Provided data:

Content starts

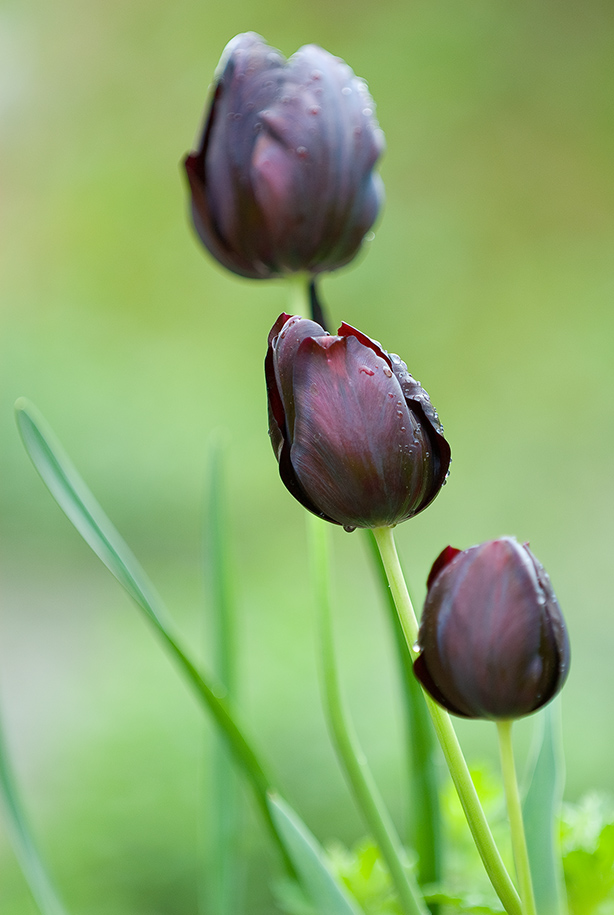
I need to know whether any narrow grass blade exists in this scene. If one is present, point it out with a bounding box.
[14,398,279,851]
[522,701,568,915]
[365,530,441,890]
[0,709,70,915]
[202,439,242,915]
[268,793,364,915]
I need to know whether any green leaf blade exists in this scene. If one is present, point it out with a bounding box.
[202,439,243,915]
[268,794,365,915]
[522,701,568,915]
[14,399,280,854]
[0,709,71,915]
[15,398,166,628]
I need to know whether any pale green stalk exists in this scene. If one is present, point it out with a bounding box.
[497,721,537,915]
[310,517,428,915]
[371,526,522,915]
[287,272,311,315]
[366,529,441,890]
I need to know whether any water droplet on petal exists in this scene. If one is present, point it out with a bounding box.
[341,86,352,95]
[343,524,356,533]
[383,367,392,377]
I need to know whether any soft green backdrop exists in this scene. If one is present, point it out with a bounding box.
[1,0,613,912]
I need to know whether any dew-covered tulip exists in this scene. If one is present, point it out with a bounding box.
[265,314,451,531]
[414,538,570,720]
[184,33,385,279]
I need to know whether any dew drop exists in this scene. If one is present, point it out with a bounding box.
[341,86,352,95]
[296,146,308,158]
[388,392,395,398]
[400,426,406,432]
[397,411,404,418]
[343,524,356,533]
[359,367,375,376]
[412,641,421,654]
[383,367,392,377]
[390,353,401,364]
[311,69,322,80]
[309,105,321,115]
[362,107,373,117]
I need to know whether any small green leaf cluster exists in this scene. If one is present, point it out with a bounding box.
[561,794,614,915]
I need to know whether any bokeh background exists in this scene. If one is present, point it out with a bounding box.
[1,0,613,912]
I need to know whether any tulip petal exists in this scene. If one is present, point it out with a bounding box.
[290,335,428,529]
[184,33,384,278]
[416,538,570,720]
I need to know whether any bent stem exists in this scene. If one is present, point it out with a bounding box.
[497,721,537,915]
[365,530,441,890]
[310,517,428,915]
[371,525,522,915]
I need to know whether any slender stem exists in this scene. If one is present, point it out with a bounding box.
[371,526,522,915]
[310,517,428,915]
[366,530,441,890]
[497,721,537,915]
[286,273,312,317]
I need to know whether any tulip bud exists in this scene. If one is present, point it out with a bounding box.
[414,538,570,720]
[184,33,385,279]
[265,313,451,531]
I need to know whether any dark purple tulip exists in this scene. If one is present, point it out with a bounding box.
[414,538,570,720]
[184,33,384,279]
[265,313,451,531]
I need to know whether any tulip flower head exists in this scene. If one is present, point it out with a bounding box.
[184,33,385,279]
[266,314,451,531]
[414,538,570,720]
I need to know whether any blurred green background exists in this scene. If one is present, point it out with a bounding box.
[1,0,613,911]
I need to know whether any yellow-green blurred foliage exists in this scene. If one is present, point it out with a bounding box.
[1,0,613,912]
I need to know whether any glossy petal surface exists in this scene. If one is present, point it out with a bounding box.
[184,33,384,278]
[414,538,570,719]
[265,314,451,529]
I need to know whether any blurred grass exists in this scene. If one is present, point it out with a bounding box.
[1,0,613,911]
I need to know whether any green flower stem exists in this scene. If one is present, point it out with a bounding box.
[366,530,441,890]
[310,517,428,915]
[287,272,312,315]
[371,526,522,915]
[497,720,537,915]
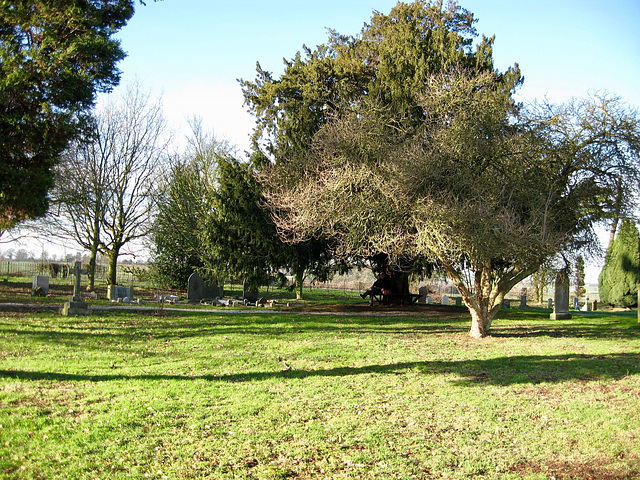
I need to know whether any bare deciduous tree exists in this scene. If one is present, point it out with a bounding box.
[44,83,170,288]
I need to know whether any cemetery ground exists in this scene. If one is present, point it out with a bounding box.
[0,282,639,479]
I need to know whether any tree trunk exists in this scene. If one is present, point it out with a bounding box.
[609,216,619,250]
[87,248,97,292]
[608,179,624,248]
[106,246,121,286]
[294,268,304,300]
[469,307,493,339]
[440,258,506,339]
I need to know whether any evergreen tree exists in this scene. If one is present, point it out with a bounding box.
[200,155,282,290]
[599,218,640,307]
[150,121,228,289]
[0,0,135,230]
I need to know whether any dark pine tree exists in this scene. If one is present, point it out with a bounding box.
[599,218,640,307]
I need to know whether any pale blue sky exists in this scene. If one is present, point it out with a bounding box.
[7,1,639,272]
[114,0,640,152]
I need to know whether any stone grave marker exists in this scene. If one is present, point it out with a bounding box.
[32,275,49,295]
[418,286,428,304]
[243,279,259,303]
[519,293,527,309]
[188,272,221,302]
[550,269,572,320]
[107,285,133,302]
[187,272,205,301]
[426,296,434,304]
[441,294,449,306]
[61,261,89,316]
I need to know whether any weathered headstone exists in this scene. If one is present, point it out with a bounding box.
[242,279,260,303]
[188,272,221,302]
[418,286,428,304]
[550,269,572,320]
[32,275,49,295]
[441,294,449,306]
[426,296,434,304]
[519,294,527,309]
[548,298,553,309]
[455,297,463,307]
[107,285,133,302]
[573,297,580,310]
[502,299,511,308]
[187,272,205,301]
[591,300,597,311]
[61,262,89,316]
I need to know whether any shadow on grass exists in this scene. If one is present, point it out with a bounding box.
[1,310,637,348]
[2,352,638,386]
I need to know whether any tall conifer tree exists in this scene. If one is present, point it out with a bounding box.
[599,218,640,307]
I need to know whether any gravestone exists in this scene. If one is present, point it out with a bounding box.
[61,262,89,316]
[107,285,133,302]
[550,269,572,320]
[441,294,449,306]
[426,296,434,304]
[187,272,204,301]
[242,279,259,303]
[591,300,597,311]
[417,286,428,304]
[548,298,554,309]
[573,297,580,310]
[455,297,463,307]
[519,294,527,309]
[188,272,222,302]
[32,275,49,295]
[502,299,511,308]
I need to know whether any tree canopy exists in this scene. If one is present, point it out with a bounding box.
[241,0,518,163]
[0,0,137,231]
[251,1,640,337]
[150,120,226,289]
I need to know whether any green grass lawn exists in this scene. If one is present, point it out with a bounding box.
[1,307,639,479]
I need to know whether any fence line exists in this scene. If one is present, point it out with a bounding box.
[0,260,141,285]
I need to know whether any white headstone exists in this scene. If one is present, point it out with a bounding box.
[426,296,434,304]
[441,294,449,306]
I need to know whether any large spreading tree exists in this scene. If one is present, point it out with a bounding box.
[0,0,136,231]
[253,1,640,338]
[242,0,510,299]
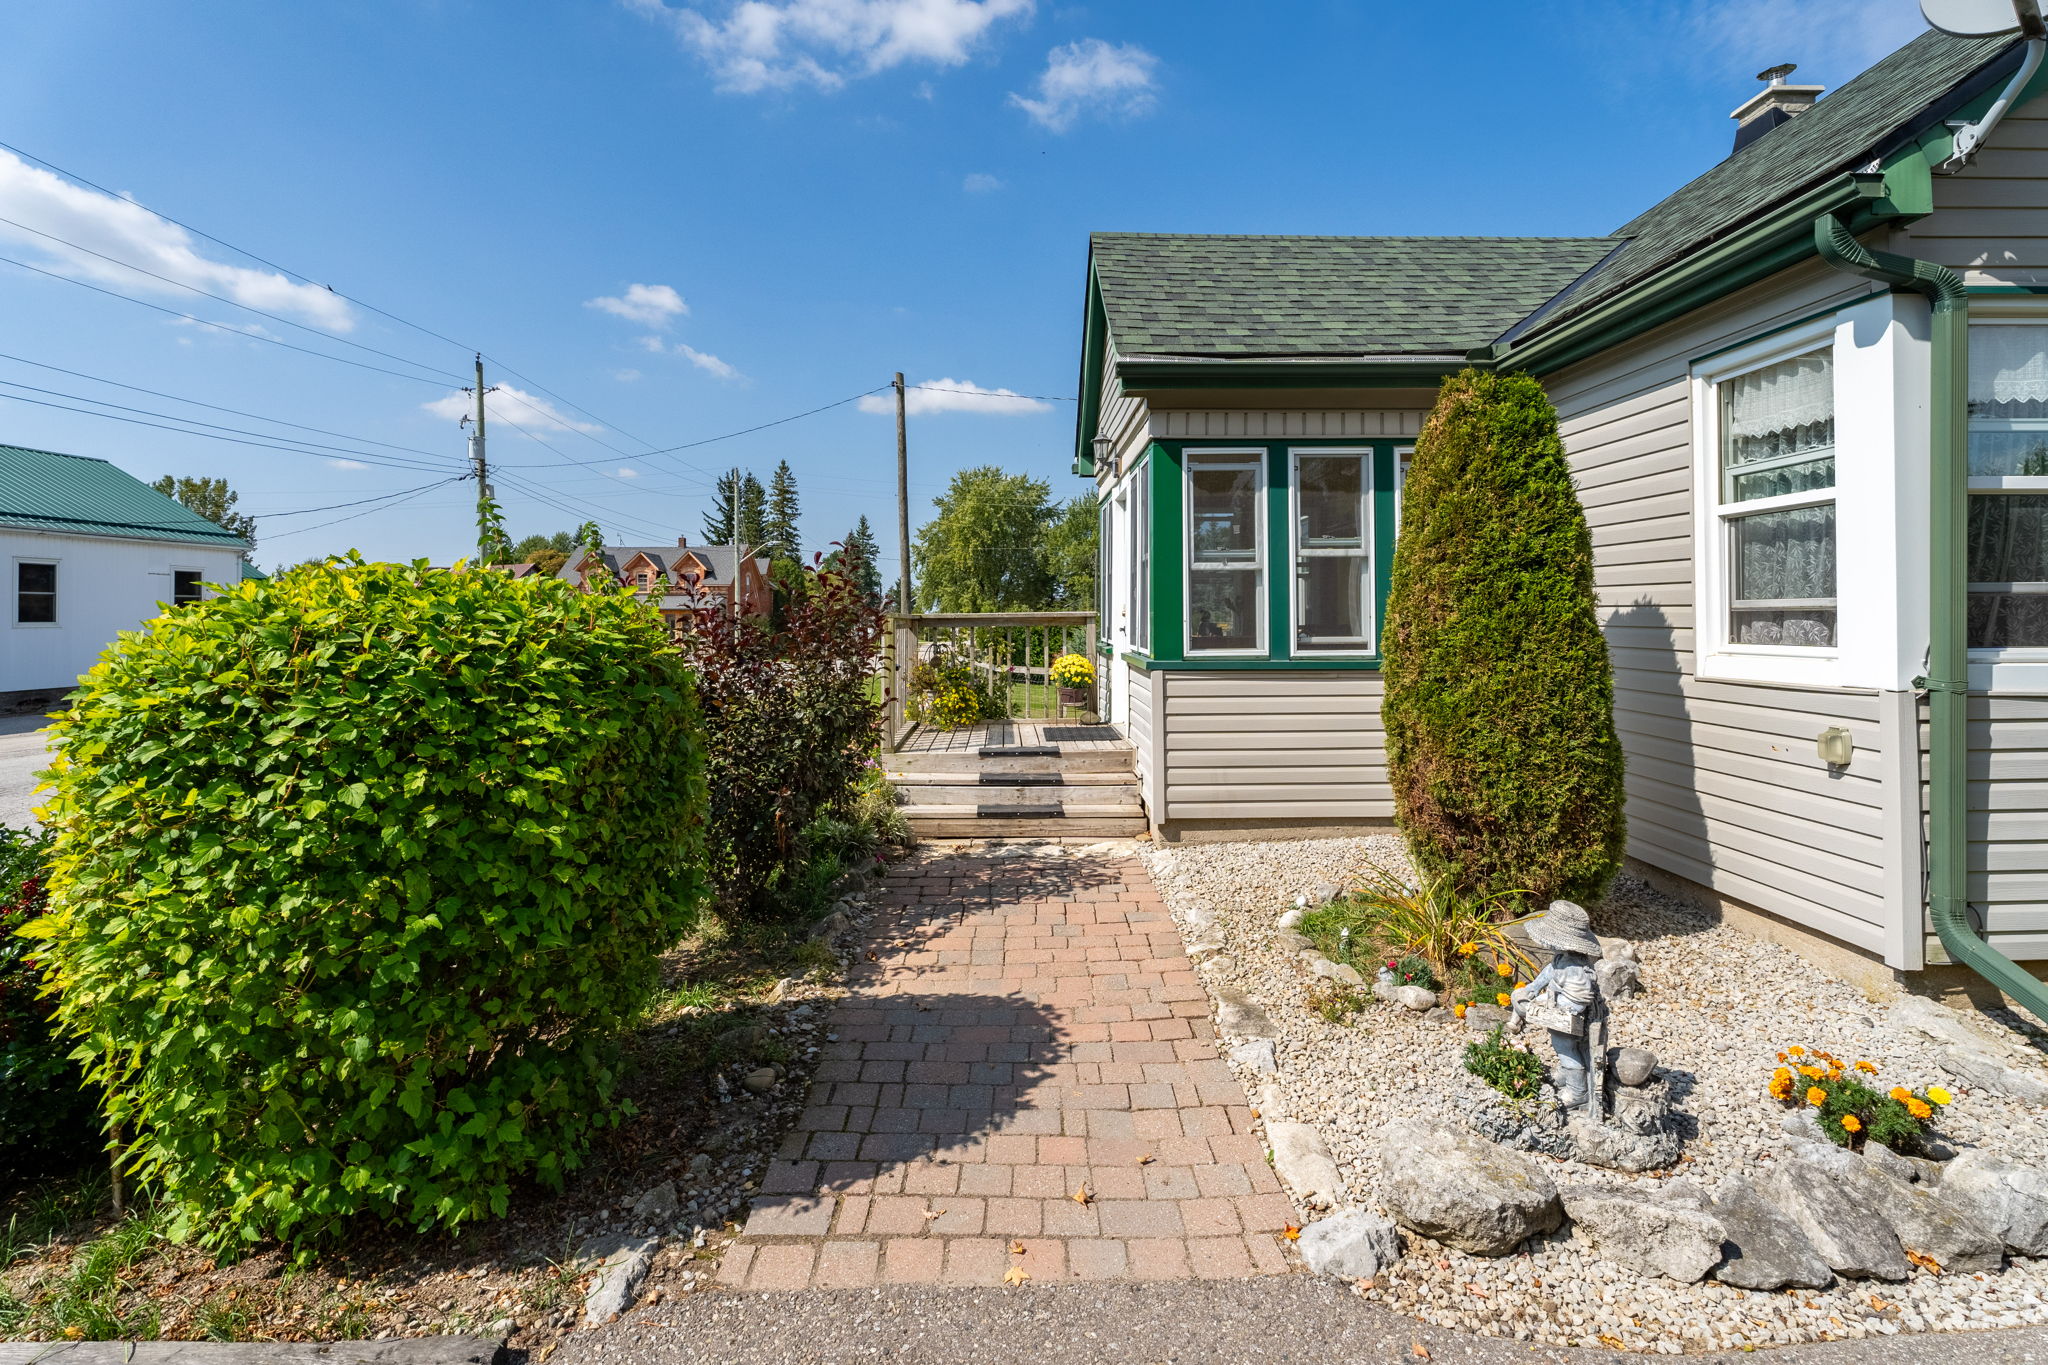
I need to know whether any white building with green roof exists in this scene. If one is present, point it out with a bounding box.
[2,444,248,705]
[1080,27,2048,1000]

Content ends

Exercise aim:
Give back every line of the material above word for word, leaving out the pictures.

Answer section:
I need to know whether any narrow grass blade exists in this scene. If one is present, point it out with a bounding box.
[14,398,279,851]
[522,701,568,915]
[365,530,441,890]
[0,709,70,915]
[202,439,242,915]
[268,793,364,915]
I need to know whether any green leaf blade exists in this scene. If one is present, point it out with a bounding box.
[202,439,243,915]
[268,794,365,915]
[522,701,568,915]
[14,399,280,854]
[0,709,71,915]
[15,398,166,628]
I need to know whether any pale green stalk exists in this scene. If one is present, point it out with a bounding box.
[497,721,537,915]
[310,517,428,915]
[371,526,522,915]
[287,272,311,315]
[366,529,441,890]
I need to know whether any water droplet on petal exists in this scene. If one is present, point it out with a bounding box.
[341,86,352,95]
[343,524,356,533]
[383,367,392,377]
I need to know whether any soft green backdrop exists in this scene. If one is present, point it out with a bounding box.
[1,0,613,912]
I need to know whether any dew-covered tulip exists in this scene. If one is present, point it out with a bounding box.
[265,314,451,531]
[414,538,570,720]
[184,33,385,279]
I need to know whether any dew drop exists in this scene. If one is present, point it out with a bounding box.
[341,86,352,95]
[296,146,308,158]
[388,392,395,398]
[400,426,406,432]
[397,411,404,418]
[343,524,356,533]
[359,367,375,376]
[412,641,421,654]
[383,367,392,377]
[390,353,401,364]
[311,69,322,80]
[309,105,321,115]
[362,107,373,117]
I need to know whether any small green leaf cluster exists in this scene. If one is present, point it out with a bounding box.
[561,794,614,915]
I need to know whether any bokeh background exists in this scene. If one is present, point it out with a bounding box.
[1,0,613,912]
I need to know whether any tulip petal exists in this scene. If one is present, point it out with a bounding box.
[290,335,428,529]
[184,33,384,278]
[416,538,570,720]
I need to know whether any bent stem exists in this scene. If one is present, point it out with a bounding box.
[497,721,537,915]
[365,530,441,890]
[310,517,428,915]
[371,525,522,915]
I need to know whether any slender stem exists in this scene. If one is present, point it out with a bounding box.
[371,526,522,915]
[310,517,428,915]
[366,530,441,890]
[497,721,537,915]
[286,273,312,317]
I need to know whether any tulip bud exists in this scene. If one is present, point it out with a bounding box.
[414,538,570,720]
[184,33,385,279]
[265,313,451,531]
I need to know whether any dark purple tulip exists in this scene. If one is present, point it out with a bounding box.
[414,538,570,720]
[184,33,384,279]
[265,313,451,531]
I need to know whether any tulip flower head exists in this scene. If one is present, point it out with a bounding box.
[184,33,385,279]
[266,314,451,531]
[414,538,570,720]
I need to know whether any blurred green background exists in this scene. If one is present, point it out with a bounding box.
[1,0,613,911]
I need to know whether any yellow-green blurred foliage exists in this scene. If one is present, point it out with a bounding box.
[1,0,613,912]
I need to know whether any glossy petal surface exists in this scene. If one is present, point it out with a bounding box.
[184,33,384,278]
[414,538,570,719]
[265,314,451,529]
I need to know whether any blurred grass exists in this scene. If one is present, point it out with a bounding box.
[1,0,613,911]
I need to know whether any green flower stem exists in this scene. If one is present, point it out with a bounding box.
[366,530,441,890]
[310,517,428,915]
[287,272,312,315]
[371,526,522,915]
[497,720,537,915]
I need to know whether any bare deciduous tree exists in this scene. If one is present, point it out with a bounding box.
[44,83,170,288]
I need to know whether any cemetery ground exists in this scene. If one is present, point it out with a bounding box.
[0,282,639,479]
I need to know whether any tree trunk exists in this scene. If one is present, point it out with a bounding box.
[609,216,619,250]
[87,248,97,292]
[608,179,624,248]
[106,246,121,286]
[294,268,304,300]
[469,307,493,339]
[440,258,506,339]
I need to know whether any evergreen tree exists in this scene. If one is present, point it out with a bounding box.
[200,155,282,290]
[599,218,640,307]
[150,121,228,289]
[0,0,135,230]
I need to know whether any dark pine tree exists in this scene. If one is present, point it out with a bounding box.
[599,218,640,307]
I need to know whether any pale blue sky exists in this scene. If one is present, point it out with a bounding box.
[7,1,639,272]
[114,0,640,152]
I need to know whether any stone grave marker exists in this scene. If one is present, point it out with a bounding box.
[32,275,49,295]
[418,286,428,304]
[243,279,259,303]
[519,293,527,309]
[188,272,221,302]
[550,269,572,320]
[107,285,133,302]
[187,272,205,301]
[426,296,434,304]
[441,294,449,306]
[61,261,89,316]
I need to know whether any weathered headstone exists in this scene. If one is present, point it out with a bounding box.
[242,279,260,303]
[188,272,221,302]
[418,286,428,304]
[550,269,572,320]
[32,275,49,295]
[441,294,449,306]
[426,296,434,304]
[519,294,527,309]
[548,298,553,309]
[455,297,463,307]
[107,285,133,302]
[573,297,580,310]
[502,299,511,308]
[187,272,205,301]
[591,300,597,311]
[61,262,89,316]
I need to know whether any shadow on grass exists in this scene. If one is present, point it out with a bounding box.
[1,310,637,348]
[2,352,638,386]
I need to know whether any tall conifer tree exists in this scene. If one is present, point it out with a bounding box.
[599,218,640,307]
I need to know whether any gravestone exists in this scene. If one is present, point it out with a bounding box.
[61,262,89,316]
[107,285,133,302]
[550,269,572,320]
[441,294,449,306]
[426,296,434,304]
[187,272,204,301]
[242,279,259,303]
[591,300,597,311]
[417,286,428,304]
[548,298,554,309]
[573,297,580,310]
[455,297,463,307]
[519,294,527,309]
[188,272,222,302]
[32,275,49,295]
[502,299,511,308]
I need to know whether any tree canopy exists in this scene. If one is present, point it out with a bounding box.
[241,0,518,163]
[0,0,137,231]
[251,1,640,337]
[150,120,226,289]
I need to know whether any green grass lawn exists in this scene. If one is present, point it out with a bounding box.
[1,307,639,479]
I need to know whether any fence line exists in this scene. If one is present, point it out with a bounding box.
[0,260,141,285]
I need to know whether any white headstone exists in this scene. If one is present, point it out with a bounding box.
[426,296,434,304]
[441,294,449,306]
I need to know whether any large spreading tree exists in this scene. If one is present, point it out with a bounding box.
[0,0,136,231]
[253,1,640,338]
[242,0,510,299]
I need to know whether any white building with green roof exists in this scene. If one is present, point it out with a bounding box.
[2,444,248,705]
[1080,27,2048,1000]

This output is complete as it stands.